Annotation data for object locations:
==========

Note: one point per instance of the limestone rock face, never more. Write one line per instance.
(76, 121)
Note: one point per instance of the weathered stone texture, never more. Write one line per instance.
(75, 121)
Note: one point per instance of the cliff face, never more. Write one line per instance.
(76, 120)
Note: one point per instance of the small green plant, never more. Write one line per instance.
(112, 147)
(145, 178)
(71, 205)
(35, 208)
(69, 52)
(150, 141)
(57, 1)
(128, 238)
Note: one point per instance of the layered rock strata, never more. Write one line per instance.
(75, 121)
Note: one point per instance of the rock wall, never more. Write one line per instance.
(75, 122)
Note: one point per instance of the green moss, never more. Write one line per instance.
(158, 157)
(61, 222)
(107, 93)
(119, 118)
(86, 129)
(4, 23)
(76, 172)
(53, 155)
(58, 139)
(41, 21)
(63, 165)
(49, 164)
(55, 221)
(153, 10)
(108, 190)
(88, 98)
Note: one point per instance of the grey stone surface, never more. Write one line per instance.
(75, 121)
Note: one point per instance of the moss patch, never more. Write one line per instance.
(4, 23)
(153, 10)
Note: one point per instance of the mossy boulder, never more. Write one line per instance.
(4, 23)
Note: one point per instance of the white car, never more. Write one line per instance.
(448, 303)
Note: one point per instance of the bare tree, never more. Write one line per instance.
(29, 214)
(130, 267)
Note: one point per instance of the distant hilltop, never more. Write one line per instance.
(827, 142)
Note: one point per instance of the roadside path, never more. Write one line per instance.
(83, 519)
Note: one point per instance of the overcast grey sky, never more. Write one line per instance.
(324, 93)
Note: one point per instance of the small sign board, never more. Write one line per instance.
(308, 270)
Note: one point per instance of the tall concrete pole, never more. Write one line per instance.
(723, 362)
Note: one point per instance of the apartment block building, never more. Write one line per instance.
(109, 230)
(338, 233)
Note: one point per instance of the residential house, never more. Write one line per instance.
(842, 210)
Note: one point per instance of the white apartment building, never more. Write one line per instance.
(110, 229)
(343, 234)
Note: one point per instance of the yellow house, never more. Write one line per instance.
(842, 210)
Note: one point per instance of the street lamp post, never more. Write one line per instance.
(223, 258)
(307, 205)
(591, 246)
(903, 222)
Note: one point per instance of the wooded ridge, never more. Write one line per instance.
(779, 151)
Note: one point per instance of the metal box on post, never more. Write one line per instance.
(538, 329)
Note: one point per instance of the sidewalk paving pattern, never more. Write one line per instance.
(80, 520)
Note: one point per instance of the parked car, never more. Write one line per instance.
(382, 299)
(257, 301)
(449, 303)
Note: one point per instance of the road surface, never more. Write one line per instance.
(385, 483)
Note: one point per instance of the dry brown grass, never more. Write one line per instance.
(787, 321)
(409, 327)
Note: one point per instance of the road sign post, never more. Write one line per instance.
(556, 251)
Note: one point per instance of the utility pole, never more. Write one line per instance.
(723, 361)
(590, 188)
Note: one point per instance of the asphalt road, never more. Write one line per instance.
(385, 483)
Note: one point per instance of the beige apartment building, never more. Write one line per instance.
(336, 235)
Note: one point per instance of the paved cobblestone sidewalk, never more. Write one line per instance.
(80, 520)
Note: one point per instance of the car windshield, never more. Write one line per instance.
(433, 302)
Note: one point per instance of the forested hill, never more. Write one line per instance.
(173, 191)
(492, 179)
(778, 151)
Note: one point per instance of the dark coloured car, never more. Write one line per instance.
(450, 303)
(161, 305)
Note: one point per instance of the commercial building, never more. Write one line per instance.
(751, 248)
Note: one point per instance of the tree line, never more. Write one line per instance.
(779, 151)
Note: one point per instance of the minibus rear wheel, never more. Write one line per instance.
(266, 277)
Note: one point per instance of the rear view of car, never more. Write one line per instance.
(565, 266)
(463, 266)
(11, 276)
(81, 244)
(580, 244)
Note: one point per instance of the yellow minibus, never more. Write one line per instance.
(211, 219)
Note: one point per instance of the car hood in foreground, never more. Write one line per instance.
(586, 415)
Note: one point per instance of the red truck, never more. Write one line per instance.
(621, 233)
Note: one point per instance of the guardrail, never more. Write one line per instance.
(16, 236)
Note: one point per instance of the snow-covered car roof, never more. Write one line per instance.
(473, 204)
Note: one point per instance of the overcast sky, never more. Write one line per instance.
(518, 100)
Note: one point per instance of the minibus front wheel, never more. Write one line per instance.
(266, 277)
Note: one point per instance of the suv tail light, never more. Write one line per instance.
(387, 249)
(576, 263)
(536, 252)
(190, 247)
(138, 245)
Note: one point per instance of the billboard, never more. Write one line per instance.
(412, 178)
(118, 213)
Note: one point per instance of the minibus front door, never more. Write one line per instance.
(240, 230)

==========

Lay out every line of all the items above as a Markdown table with two columns, Row and Line. Number the rows in order and omit blank lines.

Answer to the exercise —
| Row | Line |
|---|---|
| 1 | Note: one point per instance of the limestone rock face, never more. Write one line per instance. |
| 2 | (76, 121) |
| 3 | Note: one point per instance of the weathered stone texture, never more. Write one line per instance. |
| 4 | (75, 121) |
| 5 | Note: one point per instance of the cliff face, never more. Write one line per instance. |
| 6 | (76, 120) |
| 7 | Note: one point per instance of the small green plant, never more. Write one line per instance. |
| 8 | (112, 147) |
| 9 | (145, 178) |
| 10 | (71, 205) |
| 11 | (35, 208) |
| 12 | (69, 52) |
| 13 | (150, 141) |
| 14 | (57, 1) |
| 15 | (128, 238) |
| 16 | Note: one point per instance of the layered rock strata, never more. Write one line per instance. |
| 17 | (75, 121) |
| 18 | Note: one point per instance of the rock wall, never more. Write one line per instance. |
| 19 | (75, 122) |
| 20 | Note: one point per instance of the green moss, never more. Write one line per instance. |
| 21 | (158, 157) |
| 22 | (61, 222) |
| 23 | (107, 93) |
| 24 | (119, 118) |
| 25 | (86, 129) |
| 26 | (4, 23) |
| 27 | (76, 172) |
| 28 | (53, 155) |
| 29 | (58, 139) |
| 30 | (41, 21) |
| 31 | (63, 165) |
| 32 | (49, 164) |
| 33 | (55, 221) |
| 34 | (153, 10) |
| 35 | (108, 190) |
| 36 | (88, 98) |
| 37 | Note: one point per instance of the grey stone surface, never more. Write one line per instance. |
| 38 | (75, 121) |
| 39 | Note: one point per instance of the moss patch, never more. Write one line per instance. |
| 40 | (4, 23) |
| 41 | (153, 10) |
| 42 | Note: one point per instance of the mossy boulder, never more. Write one line per instance. |
| 43 | (4, 23) |
| 44 | Note: one point per instance of the white car, never more. Write one line per instance. |
| 45 | (448, 303) |
| 46 | Note: one point per instance of the bare tree, never more. Write one line per instance. |
| 47 | (29, 214) |
| 48 | (130, 267) |
| 49 | Note: one point per instance of the distant hilltop, never more. Write one line per instance. |
| 50 | (827, 142) |
| 51 | Note: one point per instance of the roadside path, never more. Write one line per instance. |
| 52 | (83, 519) |
| 53 | Note: one point per instance of the overcast grey sky, never more. Write one line per instance. |
| 54 | (324, 93) |
| 55 | Note: one point per instance of the small sign board, never more. Write one line per instance. |
| 56 | (308, 270) |
| 57 | Note: one point per instance of the tall concrete pole, never more. Write one line per instance. |
| 58 | (723, 362) |
| 59 | Note: one point per instance of the apartment block building, never more. Write one line per instance. |
| 60 | (109, 230) |
| 61 | (338, 233) |
| 62 | Note: one point per instance of the residential house, never more. Write one line per instance. |
| 63 | (842, 210) |
| 64 | Note: one point per instance of the white apartment building, never more. Write one line per instance. |
| 65 | (110, 229) |
| 66 | (343, 234) |
| 67 | Note: one point per instance of the yellow house, never more. Write one line per instance. |
| 68 | (842, 210) |
| 69 | Note: one point per instance of the street lamp post, never more. Write one line per instance. |
| 70 | (223, 258) |
| 71 | (307, 205) |
| 72 | (591, 246) |
| 73 | (903, 222) |
| 74 | Note: one point per instance of the wooded ridge, never more. Write one line per instance. |
| 75 | (779, 151) |
| 76 | Note: one point per instance of the metal box on post, never more. Write one line per instance. |
| 77 | (538, 329) |
| 78 | Note: one point per instance of the sidewalk paving pattern, never more. Write one line per instance. |
| 79 | (80, 520) |
| 80 | Note: one point per instance of the parked car, never more. Write one line per instance. |
| 81 | (382, 299) |
| 82 | (257, 301) |
| 83 | (449, 303) |
| 84 | Note: one point per instance of the road surface, never more. Write one line per instance. |
| 85 | (385, 483) |
| 86 | Note: one point per instance of the dry brown grass, never more. Write one line per instance. |
| 87 | (787, 321) |
| 88 | (409, 327) |
| 89 | Note: one point per instance of the road sign post, never more. Write one line per instance. |
| 90 | (556, 251) |
| 91 | Note: one point per instance of the utility pole, never more. Write one line per instance. |
| 92 | (723, 361) |
| 93 | (590, 188) |
| 94 | Note: one point per instance of the asphalt road, never more. Write one line per instance. |
| 95 | (385, 483) |
| 96 | Note: one point per instance of the beige apartment building, never more. Write one line per instance. |
| 97 | (336, 235) |
| 98 | Note: one point per instance of the paved cobblestone sidewalk, never more. Write one line per instance. |
| 99 | (80, 520) |
| 100 | Note: one point per instance of the car windshield, never more. Write one line per instance. |
| 101 | (433, 302) |
| 102 | Note: one point per instance of the forested hill, never more. Write one line per instance. |
| 103 | (173, 191) |
| 104 | (492, 179) |
| 105 | (778, 151) |
| 106 | Note: one point per instance of the dark coloured car, never more. Write one line per instance. |
| 107 | (450, 303) |
| 108 | (161, 305) |
| 109 | Note: one point per instance of the commercial building, never more. Write one line per instance. |
| 110 | (751, 248) |
| 111 | Note: one point per instance of the tree line, never more. Write one line per instance. |
| 112 | (779, 151) |
| 113 | Note: one point per instance of the minibus rear wheel, never more. Write one line per instance. |
| 114 | (266, 277) |
| 115 | Note: one point per instance of the rear view of car, never more. Write one line per instance. |
| 116 | (565, 266) |
| 117 | (463, 266) |
| 118 | (11, 276) |
| 119 | (81, 244) |
| 120 | (580, 244) |
| 121 | Note: one point per instance of the yellow minibus, never more. Write one line per instance. |
| 122 | (211, 219) |
| 123 | Note: one point per instance of the car hood in foreground, never more. Write one line per instance. |
| 124 | (586, 415) |
| 125 | Note: one point per instance of the red truck, never more. Write one line per instance. |
| 126 | (621, 233) |
| 127 | Note: one point per instance of the guardrail, never more. Write one line per instance. |
| 128 | (16, 236) |
| 129 | Note: one point per instance of the snow-covered car roof, never more. Write one line per instance. |
| 130 | (473, 204) |
| 131 | Note: one point per instance of the overcast sky, never more. Write one line per instance. |
| 132 | (518, 100) |
| 133 | Note: one point per instance of the minibus front wheel, never more. Write one line per instance. |
| 134 | (266, 277) |
| 135 | Note: one point per instance of the suv tail light, never more. Write one line per instance. |
| 136 | (387, 249) |
| 137 | (576, 263) |
| 138 | (536, 252) |
| 139 | (190, 247) |
| 140 | (138, 245) |
| 141 | Note: one point per instance of the billboard, never more. Write one line per instance. |
| 142 | (412, 178) |
| 143 | (118, 213) |
| 144 | Note: one point per instance of the minibus front door, never more. Write one line per instance. |
| 145 | (240, 230) |